Page excerpt ▸
"""

Hi, kernel and sec enthusiasts! It’s been a while since my last post(2022), but I’ve got something juicy for you today. We are going to dive into an exciting new proposal that aims to bolster the Linux kernel’s defenses against those persistent use-after-free (UAF) vulnerabilities. Grab your favorite beverage or drink(Try Amul Kool once, Thank me later), because we’re about to get our hands dirty with some kernel internals!
The Persistent Threat of UAF Vulnerabilities
If you’ve been in the low-level security for a while, you’re probably sick of hearing about UAF vulnerabilities. But for those who need a refresher, UAFs occur when a program continues to use a pointer to memory after it’s been freed. This can lead to all sorts of fun exploitation scenarios, especially in kernel-land where the stakes are highest.
The tricky thing about UAFs is that they’re not just a coding error – they’re a fundamental weakness in how we manage memory. And in the Linux kernel, where performance is king and memory management is complex, they’ve been a persistent thorn in our side.
Dedicated Bucket Allocators
Recently, Kees Cook (if you’re not following his work, you should be) proposed a new mitigation technique that’s got me pretty excited. The core idea? Dedicated bucket allocators for sensitive kernel subsystems.
Now, I know what you’re thinking, Another allocator? Didn’t we just get done with SLUB?
The basic idea is to create isolated pools of memory for specific kernel subsystems, especially those that deal with user-controlled data. By segregating these allocations, we make it much harder for attackers to reliably exploit UAF bugs through techniques like heap spraying or type confusion attacks.
Let’s look at the core of this new API:
struct kmem_buckets {
struct kmem_cache *caches[ARRAY_SIZE(kmalloc_caches[KMALLOC_NORMAL])];
};
// function to create kmem_buckets object
// takes name, align, flags, offset, size and a constructor function
struct kmem_buckets *
kmem_buckets_create(const char *name, unsigned int align, slab_flags_t flags,
unsigned int useroffset, unsigned int usersize,
void (*ctor)(void *))
{
struct kmem_buckets *b; // pointer to our kmem_buckets object
int idx;
// allocate memory for kmem_buckets and zero it out
b = kmem_cache_alloc(kmem_buckets_cache, GFP_KERNEL|__GFP_ZERO);
// check if allocation failed, and warn if it did
if (WARN_ON(!b))
return NULL; // bail out if no memory
// loop through the kmalloc_caches array
for (idx = 0; idx < ARRAY_SIZE(kmalloc_caches[KMALLOC_NORMAL]); idx++) {
char *short_size, *cache_name;
unsigned int size;
// skip empty cache slots
if (!kmalloc_caches[KMALLOC_NORMAL][idx])
continue;
// get the object size from the current cache
size = kmalloc_caches[KMALLOC_NORMAL][idx]->object_size;
if (!size)

"""

What you need to do ▸
**A)** Copy the passage of the dedicated bucket allocator post from "return NULL; //" to "if (!kmalloc_caches[KMALLOC_NORMAL][idx])".
**B)** Proceed with the post on Linux kernel bucket allocators, starting right after its last line.

Dataset excerpts ▸
"""

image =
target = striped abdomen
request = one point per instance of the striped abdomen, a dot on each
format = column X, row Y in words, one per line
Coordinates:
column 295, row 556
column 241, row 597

"""
"""

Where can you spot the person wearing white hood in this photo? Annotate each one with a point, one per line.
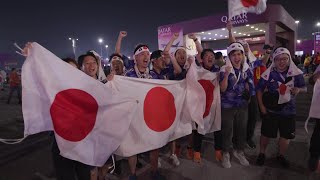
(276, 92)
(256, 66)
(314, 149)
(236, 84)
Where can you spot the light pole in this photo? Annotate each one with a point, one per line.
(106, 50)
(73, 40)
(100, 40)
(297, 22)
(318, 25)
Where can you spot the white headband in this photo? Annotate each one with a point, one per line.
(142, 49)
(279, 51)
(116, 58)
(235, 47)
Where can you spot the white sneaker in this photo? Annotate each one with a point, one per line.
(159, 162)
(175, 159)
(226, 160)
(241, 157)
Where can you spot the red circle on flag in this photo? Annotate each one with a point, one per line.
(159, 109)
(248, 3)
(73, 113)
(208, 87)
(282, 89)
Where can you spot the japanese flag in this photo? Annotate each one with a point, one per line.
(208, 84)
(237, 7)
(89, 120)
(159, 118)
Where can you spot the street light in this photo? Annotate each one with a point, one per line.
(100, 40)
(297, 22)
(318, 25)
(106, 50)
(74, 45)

"""
"""

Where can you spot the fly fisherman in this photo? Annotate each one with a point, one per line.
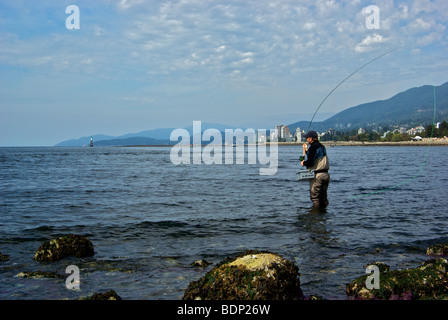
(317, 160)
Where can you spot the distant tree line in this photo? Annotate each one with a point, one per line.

"""

Answers to the problems ▸
**A)**
return NULL; // bail out if no memory
// loop through the kmalloc_caches array
for (idx = 0; idx < ARRAY_SIZE(kmalloc_caches[KMALLOC_NORMAL]); idx++) {
char *short_size, *cache_name;
unsigned int size;
// skip empty cache slots
if (!kmalloc_caches[KMALLOC_NORMAL][idx])

**B)**
continue; // if size is 0, move on
// find the '-' in the cache name to separate it out
short_size = strchr(kmalloc_caches[KMALLOC_NORMAL][idx]->name, '-');
// if no '-' found, something's weird, so bail
if (WARN_ON(!short_size))
goto fail;
// create a new cache name like "name-suffix"
cache_name = kasprintf(GFP_KERNEL, "%s-%s", name, short_size + 1);
// check if name creation failed
if (WARN_ON(!cache_name))
goto fail;
// create the actual kmem cache and store it
b->caches[idx] = kmem_cache_create_usercopy(cache_name, size,
align, flags, useroffset,
min(size - useroffset, usersize), ctor);
// free the temporary cache_name string
kfree(cache_name);
// if cache creation failed, warn and bail
if (WARN_ON(!b->caches[idx]))
goto fail;
}
// all good, return the bucket pointer
return b;
fail:
// something broke, cleanup any created caches
for (idx = 0; idx < ARRAY_SIZE(kmalloc_caches[KMALLOC_NORMAL]); idx++) {
if (b->caches[idx]) {
// free the cache name and destroy the cache
kfree(b->caches[idx]->name);
kmem_cache_destroy(b->caches[idx]);
}
}
// free the bucket itself and return NULL to indicate failure
kfree(b);
return NULL;
}
What’s happening here is that we’re creating a whole set of caches, mirroring the usual kmalloc sizes, but dedicated to a specific use case. It’s like giving each subsystem its own private kmalloc pool.
Putting It to Work
So where might we use this shiny new toy? Kees’s patch set targets a few juicy areas:
IPC Message Queues: The
msg_msg
structure has been a favorite target for exploits. By giving it its own memory bucket, we make it a lot harder to pull off the kind of tricks that have made it so exploitable in the past.Extended Attributes (xattr): The xattr syscalls have been another common vector for attacks, largely because they involve user-controlled allocation sizes. Isolating these allocations adds an extra layer of protection.
User Memory Duplication: The
memdup_user()
function, used in various syscalls includingprctl()
, is another area where attackers have found something to play with. Again, dedicated buckets to the rescue.
Here’s a snippet of how it looks in practice, for the xattr case:
static __always_inline __alloc_size(2)
void *kmem_buckets_alloc(struct kmem_buckets *b, size_t size, gfp_t flags)
{
unsigned int index;
// if the size is too big for normal caches, fall back to large kmalloc
if (size > KMALLOC_MAX_CACHE_SIZE)
return kmalloc_large(size, flags);
// warn if bucket is null, bail early if it is
if (WARN_ON_ONCE(!b))
return NULL;
// get the cache index for the given size
index = kmalloc_index(size);
// warn once if the cache for the index is missing, and just use kmalloc as a fallback
if (WARN_ONCE(!b->caches[index],
"missing cache for size %zu (index %d)\n", size, index))
return kmalloc(size, flags);
// use the cache if everything checks out and trace the allocation
return kmalloc_trace(b->caches[index], flags, size);
}
The Good, The Bad, and The Grey or geeky
Now, I love a good security enhancement as much as the next paranoid sysadmin, but let’s talk about the implications of this approach.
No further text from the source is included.